— TEXT SECTION —
Prepare the data for scatter plots

We will use the average of the 6 intensities as the x-axis and plot each dilution series (the different reporter ion channels) against that average vector. We will use different colors for each dilution series channel and overlay 6 scatter plots in one figure. We will show the scatter plots with linear axis scales, so we can better see the behavior of the underlying data. We will add a straight trend line for each series.

Make a function for the plotting because we will call it three times

In [8]:
# helper function for scatter plots
show_scatter <- function(df, title) {
    # makes linear scale scatter plots (all series against reference)
        # df - tidy data frame with intensities and average reference vector
        # title - plot title
    
    # add the reference column (average) and put into long form for ggplot
    df$ref <- rowMeans(df)
    gg_df <- gather(df, key = dilution, value = intensity, a_25:f_2.5)
    
    # make the full range scatter plot
    full  <- ggplot(data = gg_df, aes(x = ref, y = intensity)) +
        geom_point(aes(color = dilution, shape = dilution), alpha = 0.5) +
        geom_smooth(aes(color = dilution), method = "lm") +
        ggtitle(title)

    # expanded scale
    expanded <- ggplot(data = gg_df, aes(x = ref, y = intensity)) +
        geom_point(aes(color = dilution, shape = dilution), alpha = 0.5) + 
        geom_smooth(aes(color = dilution), method = "lm") +
        coord_cartesian(xlim = c(0, 500000), ylim = c(0, 500000)) +
        ggtitle(str_c(title, " (expanded scale)"))
    
    print(full) 
    print(expanded)
}

Look at the PSMs first

We have not done any filtering for the PSMs other than removing zeros. They are the raw peak heights. There will be duplicates of the same peptides. There will also be signals from contaminants and decoys.

In [9]:
# scater plots for PSMs
show_scatter(psms, "raw PSMs")

The PSM data from different dilutions are separate

The different dilution series are separating by intensities. The separation is better for more intense PSMs and the scatter in the data increases as the intensities gets smaller towards the origin. Overall, the data has a lot of variability.

Stored entries
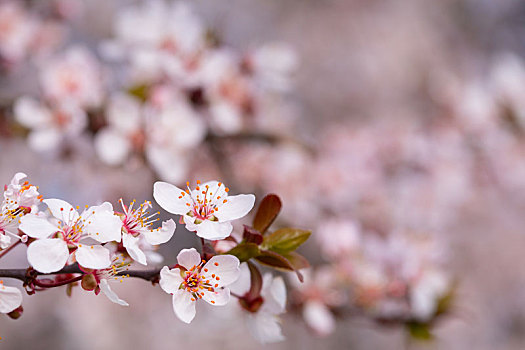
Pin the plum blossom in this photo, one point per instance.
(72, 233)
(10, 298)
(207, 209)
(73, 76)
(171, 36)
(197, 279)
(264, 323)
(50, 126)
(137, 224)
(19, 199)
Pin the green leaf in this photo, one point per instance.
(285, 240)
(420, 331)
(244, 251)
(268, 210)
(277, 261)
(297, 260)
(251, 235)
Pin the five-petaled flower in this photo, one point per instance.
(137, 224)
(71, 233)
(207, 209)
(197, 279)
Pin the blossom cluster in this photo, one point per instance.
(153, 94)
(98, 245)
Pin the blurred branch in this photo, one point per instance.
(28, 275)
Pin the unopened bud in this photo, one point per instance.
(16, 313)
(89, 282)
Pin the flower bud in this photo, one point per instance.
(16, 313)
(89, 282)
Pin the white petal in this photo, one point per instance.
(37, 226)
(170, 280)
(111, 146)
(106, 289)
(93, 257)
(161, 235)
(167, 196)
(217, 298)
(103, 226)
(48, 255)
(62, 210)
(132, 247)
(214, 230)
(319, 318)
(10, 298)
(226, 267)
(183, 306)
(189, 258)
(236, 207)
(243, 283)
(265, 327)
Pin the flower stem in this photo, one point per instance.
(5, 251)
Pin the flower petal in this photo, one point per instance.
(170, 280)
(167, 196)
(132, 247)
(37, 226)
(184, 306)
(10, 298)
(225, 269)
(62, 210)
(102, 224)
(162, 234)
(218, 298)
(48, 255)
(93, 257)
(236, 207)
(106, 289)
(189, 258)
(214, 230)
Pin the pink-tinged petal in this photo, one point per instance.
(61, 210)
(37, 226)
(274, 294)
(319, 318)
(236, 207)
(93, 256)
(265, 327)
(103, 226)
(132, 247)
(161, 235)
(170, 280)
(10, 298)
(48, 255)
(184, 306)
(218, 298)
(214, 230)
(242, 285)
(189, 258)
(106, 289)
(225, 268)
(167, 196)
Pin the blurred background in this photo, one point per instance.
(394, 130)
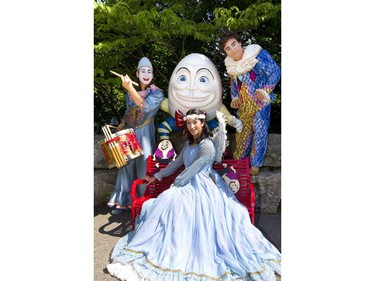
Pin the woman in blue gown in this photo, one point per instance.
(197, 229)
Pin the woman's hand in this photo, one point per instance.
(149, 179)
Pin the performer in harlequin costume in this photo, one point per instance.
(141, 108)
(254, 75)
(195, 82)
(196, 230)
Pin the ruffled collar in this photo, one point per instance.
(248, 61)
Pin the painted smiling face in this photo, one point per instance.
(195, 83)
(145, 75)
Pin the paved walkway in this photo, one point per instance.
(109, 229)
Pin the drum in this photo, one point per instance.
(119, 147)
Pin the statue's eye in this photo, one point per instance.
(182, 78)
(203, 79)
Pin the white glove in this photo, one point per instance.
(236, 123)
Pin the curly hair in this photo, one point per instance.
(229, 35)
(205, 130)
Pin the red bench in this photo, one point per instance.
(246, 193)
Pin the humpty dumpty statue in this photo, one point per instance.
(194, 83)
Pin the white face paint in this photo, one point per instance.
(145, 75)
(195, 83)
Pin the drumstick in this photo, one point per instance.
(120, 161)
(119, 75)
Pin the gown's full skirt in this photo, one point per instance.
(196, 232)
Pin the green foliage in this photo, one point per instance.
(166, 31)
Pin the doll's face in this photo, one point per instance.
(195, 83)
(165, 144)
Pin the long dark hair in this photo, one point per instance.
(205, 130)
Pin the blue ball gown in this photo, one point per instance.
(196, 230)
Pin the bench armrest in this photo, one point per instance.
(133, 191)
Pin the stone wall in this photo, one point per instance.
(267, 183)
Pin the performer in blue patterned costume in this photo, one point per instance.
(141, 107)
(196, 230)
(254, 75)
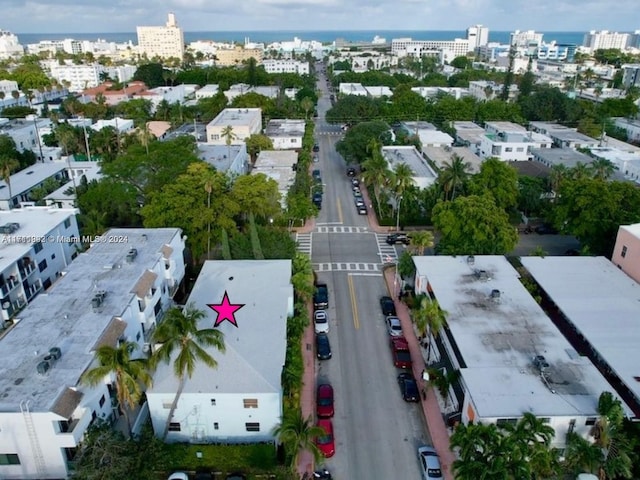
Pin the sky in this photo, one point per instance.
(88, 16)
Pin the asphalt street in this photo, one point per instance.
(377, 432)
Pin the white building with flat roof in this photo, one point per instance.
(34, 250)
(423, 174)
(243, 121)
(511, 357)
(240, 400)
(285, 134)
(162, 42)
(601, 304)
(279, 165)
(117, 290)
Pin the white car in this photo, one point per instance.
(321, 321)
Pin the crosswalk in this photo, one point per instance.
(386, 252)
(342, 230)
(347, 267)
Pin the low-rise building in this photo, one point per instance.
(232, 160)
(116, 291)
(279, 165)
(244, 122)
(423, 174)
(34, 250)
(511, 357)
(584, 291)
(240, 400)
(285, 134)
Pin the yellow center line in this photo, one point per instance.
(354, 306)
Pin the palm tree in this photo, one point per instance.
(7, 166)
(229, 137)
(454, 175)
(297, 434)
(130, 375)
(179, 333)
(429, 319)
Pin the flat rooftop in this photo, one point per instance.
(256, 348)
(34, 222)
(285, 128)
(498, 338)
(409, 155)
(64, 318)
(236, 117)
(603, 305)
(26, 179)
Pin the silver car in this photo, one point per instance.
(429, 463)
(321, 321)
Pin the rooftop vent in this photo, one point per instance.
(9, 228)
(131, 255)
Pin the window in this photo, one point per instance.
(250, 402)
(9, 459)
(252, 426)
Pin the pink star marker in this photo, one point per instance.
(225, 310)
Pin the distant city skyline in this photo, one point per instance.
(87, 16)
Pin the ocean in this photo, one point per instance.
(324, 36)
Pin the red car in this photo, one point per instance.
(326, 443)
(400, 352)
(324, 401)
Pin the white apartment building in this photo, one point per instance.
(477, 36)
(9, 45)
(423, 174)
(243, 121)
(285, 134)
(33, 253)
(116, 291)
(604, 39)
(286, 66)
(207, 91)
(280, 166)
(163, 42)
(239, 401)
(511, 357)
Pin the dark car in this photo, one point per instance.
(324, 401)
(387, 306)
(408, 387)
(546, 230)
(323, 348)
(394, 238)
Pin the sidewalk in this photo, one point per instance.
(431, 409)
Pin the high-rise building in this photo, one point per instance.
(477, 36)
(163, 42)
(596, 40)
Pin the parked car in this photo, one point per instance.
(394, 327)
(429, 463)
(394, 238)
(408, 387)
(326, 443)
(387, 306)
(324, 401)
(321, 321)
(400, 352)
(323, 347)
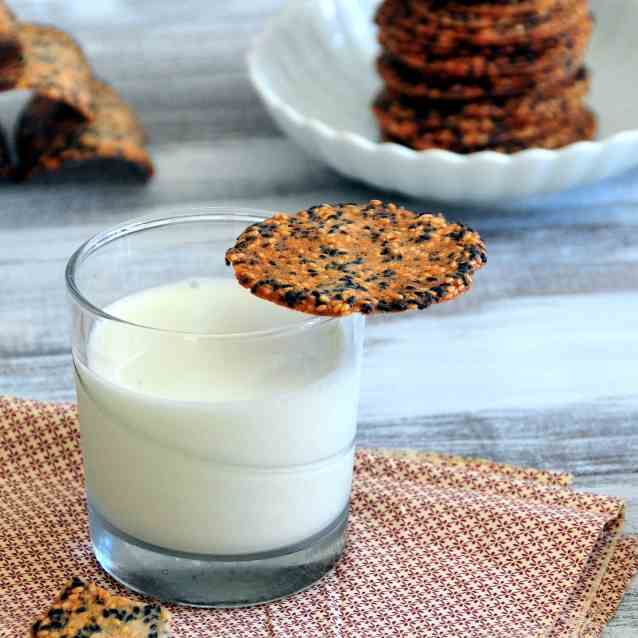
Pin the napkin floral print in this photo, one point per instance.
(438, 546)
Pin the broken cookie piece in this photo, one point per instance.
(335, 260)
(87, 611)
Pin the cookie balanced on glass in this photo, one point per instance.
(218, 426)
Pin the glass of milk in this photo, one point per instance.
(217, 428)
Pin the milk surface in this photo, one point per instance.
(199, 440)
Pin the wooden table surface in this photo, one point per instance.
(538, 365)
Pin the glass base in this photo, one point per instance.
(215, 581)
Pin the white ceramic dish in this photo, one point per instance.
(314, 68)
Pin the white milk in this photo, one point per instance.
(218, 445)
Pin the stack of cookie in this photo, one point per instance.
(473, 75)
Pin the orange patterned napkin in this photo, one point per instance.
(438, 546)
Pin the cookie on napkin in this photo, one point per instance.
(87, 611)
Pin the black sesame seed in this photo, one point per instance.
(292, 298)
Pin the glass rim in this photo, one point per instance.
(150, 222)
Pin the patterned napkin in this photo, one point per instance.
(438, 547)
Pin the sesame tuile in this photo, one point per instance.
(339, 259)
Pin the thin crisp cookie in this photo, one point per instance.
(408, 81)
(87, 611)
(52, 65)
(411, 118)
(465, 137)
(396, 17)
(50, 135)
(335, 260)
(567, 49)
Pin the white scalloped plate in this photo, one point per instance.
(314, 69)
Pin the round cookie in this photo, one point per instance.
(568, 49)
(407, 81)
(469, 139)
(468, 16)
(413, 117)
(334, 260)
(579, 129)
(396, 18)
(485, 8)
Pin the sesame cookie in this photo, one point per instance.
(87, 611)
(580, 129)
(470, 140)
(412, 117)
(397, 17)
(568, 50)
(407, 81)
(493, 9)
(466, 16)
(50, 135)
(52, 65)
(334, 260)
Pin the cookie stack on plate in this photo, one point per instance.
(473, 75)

* * *

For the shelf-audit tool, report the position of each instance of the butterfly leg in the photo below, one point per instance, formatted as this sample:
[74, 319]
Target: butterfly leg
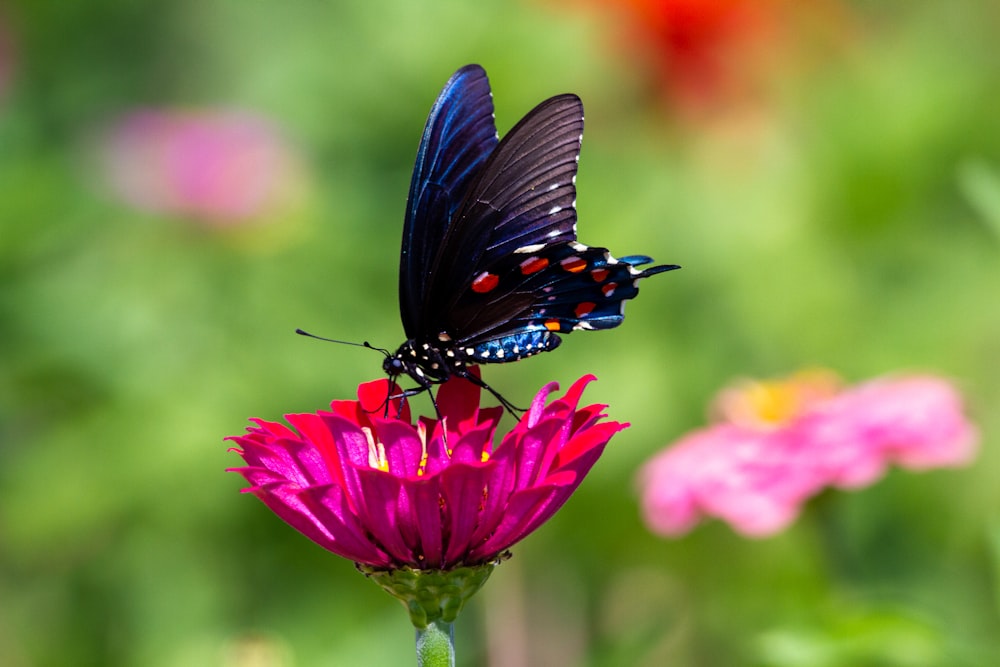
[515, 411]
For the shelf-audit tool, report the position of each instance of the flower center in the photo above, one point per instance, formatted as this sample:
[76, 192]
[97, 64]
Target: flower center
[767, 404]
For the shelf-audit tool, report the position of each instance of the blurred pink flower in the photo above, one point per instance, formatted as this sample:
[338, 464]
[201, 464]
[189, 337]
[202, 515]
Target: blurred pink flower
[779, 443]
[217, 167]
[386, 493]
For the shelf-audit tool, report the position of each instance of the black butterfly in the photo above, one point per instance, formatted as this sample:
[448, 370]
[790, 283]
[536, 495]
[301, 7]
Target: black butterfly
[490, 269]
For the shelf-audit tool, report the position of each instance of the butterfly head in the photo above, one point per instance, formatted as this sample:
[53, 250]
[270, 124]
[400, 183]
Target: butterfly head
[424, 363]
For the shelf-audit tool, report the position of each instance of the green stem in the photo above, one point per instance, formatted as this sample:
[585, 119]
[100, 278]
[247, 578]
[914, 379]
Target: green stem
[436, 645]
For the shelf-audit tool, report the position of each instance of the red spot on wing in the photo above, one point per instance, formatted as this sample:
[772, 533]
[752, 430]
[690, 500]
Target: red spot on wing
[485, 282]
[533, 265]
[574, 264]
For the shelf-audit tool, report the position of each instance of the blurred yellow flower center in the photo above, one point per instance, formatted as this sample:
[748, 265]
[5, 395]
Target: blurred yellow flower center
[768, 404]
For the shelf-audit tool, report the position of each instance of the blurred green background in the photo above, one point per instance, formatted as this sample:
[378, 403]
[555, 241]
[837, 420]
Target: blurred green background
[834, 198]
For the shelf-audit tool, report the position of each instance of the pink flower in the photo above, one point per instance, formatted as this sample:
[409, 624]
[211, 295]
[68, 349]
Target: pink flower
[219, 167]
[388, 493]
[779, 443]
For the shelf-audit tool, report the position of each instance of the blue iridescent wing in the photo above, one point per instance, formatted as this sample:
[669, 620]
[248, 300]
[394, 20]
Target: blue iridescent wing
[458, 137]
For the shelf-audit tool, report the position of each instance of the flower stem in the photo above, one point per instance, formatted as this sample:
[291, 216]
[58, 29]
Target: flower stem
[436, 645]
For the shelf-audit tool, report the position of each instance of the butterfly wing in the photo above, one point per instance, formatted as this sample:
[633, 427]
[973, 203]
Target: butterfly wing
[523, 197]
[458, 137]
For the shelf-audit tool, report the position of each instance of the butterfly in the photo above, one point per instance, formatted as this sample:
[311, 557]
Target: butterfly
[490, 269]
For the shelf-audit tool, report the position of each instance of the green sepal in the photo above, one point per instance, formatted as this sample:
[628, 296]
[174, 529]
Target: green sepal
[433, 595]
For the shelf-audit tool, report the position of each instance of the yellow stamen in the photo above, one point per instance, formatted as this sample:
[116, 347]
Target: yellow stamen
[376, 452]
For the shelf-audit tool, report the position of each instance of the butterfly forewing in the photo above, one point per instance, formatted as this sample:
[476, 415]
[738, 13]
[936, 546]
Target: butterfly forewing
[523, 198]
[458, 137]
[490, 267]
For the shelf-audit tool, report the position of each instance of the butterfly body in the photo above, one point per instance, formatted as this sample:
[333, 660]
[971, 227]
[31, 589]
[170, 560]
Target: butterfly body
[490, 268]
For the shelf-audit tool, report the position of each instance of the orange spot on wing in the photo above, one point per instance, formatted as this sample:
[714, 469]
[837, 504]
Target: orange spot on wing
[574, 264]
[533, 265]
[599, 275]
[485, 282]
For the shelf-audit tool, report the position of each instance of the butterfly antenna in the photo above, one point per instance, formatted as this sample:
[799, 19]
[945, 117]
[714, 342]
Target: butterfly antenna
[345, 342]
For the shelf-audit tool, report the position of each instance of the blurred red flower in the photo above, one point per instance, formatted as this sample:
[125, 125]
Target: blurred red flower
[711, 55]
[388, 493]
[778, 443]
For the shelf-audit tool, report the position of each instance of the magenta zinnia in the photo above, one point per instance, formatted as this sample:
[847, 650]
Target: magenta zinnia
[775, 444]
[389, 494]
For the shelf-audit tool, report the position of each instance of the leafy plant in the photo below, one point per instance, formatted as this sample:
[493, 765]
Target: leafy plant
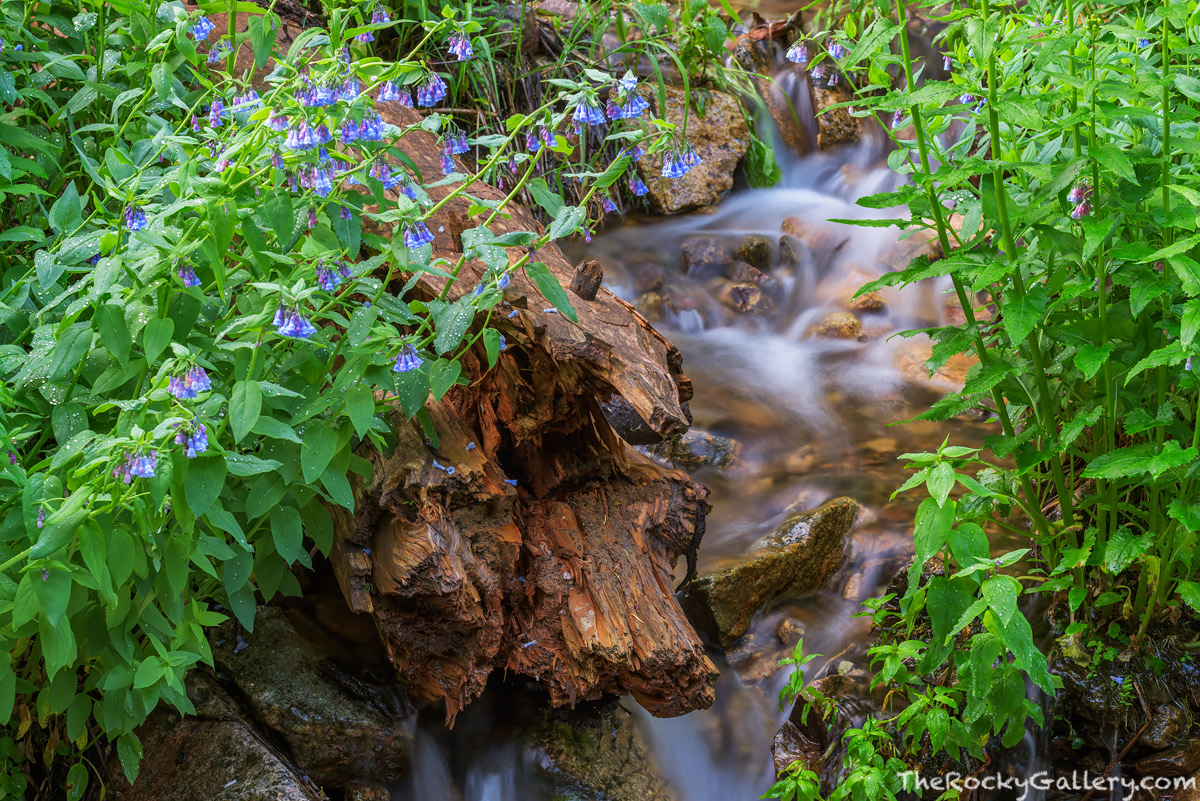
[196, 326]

--

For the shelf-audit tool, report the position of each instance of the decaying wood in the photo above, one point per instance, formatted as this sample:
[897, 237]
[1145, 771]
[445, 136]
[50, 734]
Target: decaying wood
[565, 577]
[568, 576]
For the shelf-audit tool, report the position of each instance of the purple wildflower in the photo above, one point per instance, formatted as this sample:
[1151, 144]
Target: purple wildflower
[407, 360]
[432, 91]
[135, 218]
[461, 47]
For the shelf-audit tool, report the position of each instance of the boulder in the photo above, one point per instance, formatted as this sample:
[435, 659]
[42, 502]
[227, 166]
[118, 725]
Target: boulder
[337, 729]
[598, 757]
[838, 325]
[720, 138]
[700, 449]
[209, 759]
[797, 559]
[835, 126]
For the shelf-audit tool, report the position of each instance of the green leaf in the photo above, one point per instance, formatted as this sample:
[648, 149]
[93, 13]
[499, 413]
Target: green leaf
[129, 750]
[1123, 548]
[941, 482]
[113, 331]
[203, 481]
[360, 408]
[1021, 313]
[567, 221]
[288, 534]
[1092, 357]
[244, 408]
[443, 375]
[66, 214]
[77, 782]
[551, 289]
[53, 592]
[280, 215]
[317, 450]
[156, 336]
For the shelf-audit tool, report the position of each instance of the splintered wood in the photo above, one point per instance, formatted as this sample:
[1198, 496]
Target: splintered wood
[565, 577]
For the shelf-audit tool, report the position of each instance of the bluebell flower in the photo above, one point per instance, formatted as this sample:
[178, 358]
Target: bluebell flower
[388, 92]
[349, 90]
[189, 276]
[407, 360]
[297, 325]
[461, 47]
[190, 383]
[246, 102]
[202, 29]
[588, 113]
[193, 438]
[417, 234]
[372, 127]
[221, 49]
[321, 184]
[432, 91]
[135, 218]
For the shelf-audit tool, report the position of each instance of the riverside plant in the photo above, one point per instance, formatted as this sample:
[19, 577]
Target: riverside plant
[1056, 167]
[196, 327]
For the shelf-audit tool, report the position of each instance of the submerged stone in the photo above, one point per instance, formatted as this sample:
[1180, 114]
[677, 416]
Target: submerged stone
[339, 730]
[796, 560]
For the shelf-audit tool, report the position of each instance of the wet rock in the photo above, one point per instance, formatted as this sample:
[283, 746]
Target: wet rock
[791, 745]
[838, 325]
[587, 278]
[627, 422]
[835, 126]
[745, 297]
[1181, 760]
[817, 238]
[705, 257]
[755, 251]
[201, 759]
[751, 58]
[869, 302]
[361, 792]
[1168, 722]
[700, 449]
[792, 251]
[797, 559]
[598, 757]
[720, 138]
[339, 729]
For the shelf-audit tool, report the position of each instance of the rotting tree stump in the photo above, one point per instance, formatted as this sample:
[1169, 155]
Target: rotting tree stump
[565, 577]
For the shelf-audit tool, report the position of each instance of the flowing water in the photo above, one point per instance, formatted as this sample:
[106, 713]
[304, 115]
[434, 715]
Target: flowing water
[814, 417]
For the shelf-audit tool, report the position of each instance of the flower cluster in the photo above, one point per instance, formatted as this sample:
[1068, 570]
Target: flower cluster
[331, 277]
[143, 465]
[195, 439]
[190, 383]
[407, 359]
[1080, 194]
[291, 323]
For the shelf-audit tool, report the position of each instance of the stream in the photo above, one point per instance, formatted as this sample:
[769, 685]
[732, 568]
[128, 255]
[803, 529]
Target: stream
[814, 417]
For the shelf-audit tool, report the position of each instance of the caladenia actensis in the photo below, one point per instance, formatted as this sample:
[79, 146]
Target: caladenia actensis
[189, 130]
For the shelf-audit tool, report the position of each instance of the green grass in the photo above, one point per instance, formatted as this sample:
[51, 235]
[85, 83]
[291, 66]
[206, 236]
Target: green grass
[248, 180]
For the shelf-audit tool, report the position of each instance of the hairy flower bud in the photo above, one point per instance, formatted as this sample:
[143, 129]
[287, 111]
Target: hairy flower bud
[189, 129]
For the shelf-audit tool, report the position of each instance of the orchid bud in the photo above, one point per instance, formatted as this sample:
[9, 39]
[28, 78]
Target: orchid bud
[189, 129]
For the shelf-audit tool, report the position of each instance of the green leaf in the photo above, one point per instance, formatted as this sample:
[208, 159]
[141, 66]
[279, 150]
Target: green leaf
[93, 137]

— PROBLEMS TO SOLVE —
**1.** Using the scatter plot section, answer:
(a) What values serve as the x-axis?
(b) Apart from removing zeros, what filtering was done on the PSMs?
(c) How does the scatter in the PSM data change as intensities get smaller?
**2.** Resume the scatter plot section after its last sentence.

— RESULTS FOR THE EXERCISE —
**1.**
(a) The average of the 6 intensities.
(b) None.
(c) It increases toward the origin.

**2.**
Peptides next

These have been filtered a bit more than the PSMs were. The peptides are aggregated from just the 1% FDR PSMs. Matches to contaminants and decoy have been removed. We have done parsimonious protein inference and an additional protein grouping step. Shared and unique peptide status were determined from the final list of reported proteins. Any shared peptides have been excluded (this was done in Excel before exporting the CSV file). These are only the peptides associated with the confidently identified and quantifiable proteins.

In [10]:
# scater plots for peptides
show_scatter(peptides, "Peptides")

Peptides look much better than PSMs

Peptides look a lot better than raw PSMs. That may not be a completely fair conclusion, however. We might want to do more work and select just the PSMs associated with these peptides to see whether it was the filtering of the peptides or the aggregation of PSMs up to peptides that is making the peptide data look better than the PSM data.

From the numbers at the top of the notebook, there are 60K PSMs that reduce to 20K peptides. We have about a 3-fold reduction in number of data points. This is an intermediate degree of data aggregation.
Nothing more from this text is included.